Exercise details
Please write out every one of the items below word for word.

[Dataset entries]
********

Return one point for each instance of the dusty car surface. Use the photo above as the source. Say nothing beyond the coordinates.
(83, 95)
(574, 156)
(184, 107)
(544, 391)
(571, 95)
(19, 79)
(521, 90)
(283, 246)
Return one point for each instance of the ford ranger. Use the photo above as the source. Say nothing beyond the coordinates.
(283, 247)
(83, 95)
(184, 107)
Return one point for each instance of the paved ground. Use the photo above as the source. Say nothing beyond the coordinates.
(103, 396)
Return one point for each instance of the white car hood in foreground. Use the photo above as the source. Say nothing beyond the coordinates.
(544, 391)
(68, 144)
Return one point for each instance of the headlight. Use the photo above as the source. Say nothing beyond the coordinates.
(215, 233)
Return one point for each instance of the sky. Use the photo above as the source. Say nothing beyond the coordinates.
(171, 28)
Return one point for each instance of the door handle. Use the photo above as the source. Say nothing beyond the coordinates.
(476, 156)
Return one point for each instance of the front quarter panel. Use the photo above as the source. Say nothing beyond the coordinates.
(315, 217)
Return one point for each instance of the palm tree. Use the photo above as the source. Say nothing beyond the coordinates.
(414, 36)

********

Answer to the exercise
Return one point for each instance of the dusty car surface. Use the photo above as the source. Say nothing beyond the coordinates.
(83, 95)
(574, 156)
(184, 107)
(544, 391)
(571, 95)
(19, 79)
(521, 90)
(283, 246)
Return one point for each instance of the ford ranger. Use the photo above as the source. Say nothing beyond the coordinates.
(283, 247)
(83, 95)
(184, 107)
Return one point for each instance of the paved ground. Use the photo above as the source. Say nothing beyond the coordinates.
(103, 396)
Return one point for each instance of the white car hood in foreground. Use the photo above as the source. Say nothing beyond the coordinates.
(544, 391)
(68, 144)
Return one point for each instance of the headlight. Use the photo above as the source. Say nothing beyond the coordinates.
(215, 233)
Return one point for each instance of the sky. Use the photo above as the source. Say nothing beyond the coordinates.
(171, 28)
Return one point for each instance of the door handle. Use the photo above as the source. Say nothing beyond the coordinates.
(476, 156)
Return one point for each instance of the front quarter panel. Use the photo above as the source. Say nothing beyond the coordinates.
(315, 217)
Return one point for each instance of the palm tree. Use the photo above as the source. Say nothing beyond the coordinates.
(414, 36)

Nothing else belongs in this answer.